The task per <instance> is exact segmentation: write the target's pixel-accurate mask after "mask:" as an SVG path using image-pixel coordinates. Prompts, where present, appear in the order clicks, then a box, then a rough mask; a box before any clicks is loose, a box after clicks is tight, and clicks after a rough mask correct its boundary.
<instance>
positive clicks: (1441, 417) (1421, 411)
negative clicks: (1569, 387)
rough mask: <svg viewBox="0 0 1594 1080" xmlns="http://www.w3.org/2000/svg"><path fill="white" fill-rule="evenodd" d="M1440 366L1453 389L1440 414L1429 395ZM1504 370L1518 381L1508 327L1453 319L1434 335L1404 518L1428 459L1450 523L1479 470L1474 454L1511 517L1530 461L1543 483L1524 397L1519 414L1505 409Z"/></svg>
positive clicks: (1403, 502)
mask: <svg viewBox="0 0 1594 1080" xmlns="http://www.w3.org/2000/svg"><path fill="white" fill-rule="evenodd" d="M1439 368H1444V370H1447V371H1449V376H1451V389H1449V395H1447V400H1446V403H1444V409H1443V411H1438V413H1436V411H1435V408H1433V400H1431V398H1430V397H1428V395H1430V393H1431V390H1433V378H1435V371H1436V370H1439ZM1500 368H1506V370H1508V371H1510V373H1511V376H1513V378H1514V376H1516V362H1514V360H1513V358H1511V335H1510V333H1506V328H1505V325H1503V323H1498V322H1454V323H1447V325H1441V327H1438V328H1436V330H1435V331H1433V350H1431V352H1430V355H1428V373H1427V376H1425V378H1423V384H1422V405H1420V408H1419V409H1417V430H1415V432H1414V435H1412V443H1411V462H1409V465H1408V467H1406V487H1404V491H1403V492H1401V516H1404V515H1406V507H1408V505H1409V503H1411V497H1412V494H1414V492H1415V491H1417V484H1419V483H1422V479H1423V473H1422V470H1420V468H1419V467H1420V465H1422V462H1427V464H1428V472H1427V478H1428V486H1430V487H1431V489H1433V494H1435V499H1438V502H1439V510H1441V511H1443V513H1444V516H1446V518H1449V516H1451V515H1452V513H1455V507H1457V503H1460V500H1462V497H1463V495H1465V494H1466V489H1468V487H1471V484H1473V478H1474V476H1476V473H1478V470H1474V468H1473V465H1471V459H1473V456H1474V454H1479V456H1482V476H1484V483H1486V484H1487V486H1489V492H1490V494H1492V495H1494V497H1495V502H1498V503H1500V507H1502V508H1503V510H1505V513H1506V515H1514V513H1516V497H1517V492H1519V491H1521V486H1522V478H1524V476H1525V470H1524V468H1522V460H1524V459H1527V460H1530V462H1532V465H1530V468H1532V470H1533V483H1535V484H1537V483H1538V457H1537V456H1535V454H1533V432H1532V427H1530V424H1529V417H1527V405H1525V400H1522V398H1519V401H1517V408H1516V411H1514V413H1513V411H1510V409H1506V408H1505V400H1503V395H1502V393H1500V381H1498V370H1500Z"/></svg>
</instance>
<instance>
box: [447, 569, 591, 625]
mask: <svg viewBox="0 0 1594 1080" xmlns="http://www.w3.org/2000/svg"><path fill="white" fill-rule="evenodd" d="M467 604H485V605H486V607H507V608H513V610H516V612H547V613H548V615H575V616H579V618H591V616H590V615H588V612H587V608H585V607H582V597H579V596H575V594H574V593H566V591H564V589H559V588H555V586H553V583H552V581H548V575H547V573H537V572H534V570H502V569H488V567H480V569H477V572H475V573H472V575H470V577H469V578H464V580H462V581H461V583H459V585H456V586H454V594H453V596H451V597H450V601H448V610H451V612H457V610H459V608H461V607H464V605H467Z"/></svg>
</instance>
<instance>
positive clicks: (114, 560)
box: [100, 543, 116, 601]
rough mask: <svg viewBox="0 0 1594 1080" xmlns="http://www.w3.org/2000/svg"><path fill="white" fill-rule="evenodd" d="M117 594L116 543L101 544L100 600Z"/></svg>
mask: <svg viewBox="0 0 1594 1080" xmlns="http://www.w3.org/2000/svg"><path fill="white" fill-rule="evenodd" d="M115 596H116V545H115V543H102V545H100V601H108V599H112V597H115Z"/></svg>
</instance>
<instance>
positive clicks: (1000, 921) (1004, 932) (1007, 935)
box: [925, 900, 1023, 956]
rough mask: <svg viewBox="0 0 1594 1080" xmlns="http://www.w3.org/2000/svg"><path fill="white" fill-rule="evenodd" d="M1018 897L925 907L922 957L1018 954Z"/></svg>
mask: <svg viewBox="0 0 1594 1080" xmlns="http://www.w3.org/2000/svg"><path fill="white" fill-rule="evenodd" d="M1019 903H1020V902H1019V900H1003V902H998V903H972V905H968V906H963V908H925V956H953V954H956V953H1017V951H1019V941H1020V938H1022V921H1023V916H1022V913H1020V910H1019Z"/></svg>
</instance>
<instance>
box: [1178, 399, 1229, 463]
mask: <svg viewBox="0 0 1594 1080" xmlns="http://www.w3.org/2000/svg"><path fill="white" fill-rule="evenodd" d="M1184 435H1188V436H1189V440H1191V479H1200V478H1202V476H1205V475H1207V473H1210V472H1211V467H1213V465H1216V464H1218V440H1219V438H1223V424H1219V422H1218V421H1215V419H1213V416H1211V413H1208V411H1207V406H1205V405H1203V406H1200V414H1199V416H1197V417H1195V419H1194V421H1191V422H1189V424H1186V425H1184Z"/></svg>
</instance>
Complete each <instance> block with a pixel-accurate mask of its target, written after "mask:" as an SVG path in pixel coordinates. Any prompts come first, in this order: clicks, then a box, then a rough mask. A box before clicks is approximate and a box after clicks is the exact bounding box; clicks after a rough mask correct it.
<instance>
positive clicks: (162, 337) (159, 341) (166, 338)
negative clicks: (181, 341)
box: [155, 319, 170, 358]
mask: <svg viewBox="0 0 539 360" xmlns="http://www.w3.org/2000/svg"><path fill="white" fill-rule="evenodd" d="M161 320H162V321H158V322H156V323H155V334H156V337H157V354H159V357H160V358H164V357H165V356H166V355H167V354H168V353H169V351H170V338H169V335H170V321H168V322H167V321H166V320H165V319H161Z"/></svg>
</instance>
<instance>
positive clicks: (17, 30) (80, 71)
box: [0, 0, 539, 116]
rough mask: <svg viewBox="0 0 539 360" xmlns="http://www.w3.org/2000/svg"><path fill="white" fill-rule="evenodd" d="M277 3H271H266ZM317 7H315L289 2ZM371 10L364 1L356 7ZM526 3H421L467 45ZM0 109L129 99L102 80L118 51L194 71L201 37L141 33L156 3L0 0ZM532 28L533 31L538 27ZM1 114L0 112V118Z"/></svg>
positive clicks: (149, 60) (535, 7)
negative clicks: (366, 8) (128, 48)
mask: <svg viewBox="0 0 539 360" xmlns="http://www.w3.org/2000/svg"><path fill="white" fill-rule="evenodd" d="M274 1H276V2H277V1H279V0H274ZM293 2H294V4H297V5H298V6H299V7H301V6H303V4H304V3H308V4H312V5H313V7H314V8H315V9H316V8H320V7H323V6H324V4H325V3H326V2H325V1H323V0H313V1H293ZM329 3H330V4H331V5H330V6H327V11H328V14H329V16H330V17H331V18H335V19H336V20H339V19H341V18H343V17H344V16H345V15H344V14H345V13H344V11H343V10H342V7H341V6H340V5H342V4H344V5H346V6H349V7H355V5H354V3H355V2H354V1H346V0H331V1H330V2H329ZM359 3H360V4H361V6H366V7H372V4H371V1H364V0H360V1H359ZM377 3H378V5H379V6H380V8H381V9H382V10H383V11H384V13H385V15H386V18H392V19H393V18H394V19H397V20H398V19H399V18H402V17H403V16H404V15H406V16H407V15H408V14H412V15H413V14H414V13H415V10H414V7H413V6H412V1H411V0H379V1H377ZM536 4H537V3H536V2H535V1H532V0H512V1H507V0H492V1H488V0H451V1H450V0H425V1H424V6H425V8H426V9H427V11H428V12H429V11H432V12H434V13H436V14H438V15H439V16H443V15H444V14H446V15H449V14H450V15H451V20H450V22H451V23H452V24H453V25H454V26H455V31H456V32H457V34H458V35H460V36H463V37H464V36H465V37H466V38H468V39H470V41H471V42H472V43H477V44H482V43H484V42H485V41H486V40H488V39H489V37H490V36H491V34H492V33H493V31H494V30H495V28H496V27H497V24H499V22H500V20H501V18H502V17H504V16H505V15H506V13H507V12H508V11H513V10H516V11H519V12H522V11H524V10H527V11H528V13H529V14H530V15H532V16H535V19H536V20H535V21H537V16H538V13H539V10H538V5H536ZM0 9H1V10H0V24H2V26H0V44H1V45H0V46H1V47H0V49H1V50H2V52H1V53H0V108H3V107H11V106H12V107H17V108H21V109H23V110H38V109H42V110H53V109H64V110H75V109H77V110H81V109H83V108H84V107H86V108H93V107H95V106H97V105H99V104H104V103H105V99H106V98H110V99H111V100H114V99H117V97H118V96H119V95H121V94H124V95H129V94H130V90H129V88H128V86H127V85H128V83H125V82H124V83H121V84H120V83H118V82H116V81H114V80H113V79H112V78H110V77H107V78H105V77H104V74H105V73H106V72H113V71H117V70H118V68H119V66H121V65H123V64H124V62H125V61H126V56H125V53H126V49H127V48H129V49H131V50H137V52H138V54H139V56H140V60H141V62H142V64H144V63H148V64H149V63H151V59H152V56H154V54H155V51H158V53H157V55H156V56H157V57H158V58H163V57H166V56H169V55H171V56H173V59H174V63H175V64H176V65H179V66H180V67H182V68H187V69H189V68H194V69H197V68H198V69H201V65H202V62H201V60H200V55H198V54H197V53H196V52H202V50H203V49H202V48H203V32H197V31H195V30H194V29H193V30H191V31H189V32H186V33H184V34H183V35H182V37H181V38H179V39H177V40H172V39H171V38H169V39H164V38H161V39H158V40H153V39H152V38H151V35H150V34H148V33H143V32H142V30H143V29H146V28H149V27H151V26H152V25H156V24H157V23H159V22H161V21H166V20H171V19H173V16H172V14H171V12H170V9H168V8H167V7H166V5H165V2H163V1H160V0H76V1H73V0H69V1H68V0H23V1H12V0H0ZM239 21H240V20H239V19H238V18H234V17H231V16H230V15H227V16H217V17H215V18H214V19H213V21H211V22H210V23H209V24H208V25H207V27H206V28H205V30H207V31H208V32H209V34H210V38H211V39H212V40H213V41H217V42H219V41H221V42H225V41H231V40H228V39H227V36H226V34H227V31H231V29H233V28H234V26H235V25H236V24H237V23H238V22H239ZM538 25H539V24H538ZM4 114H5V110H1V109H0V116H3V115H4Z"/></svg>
————————
What the task asks:
Beginning with the line that has "positive clicks: (1441, 417) (1421, 411)" and ending with the line that has "negative clicks: (1569, 387)", set down the lines above exactly and include no others.

Solution:
positive clicks: (1441, 417) (1421, 411)
negative clicks: (1569, 387)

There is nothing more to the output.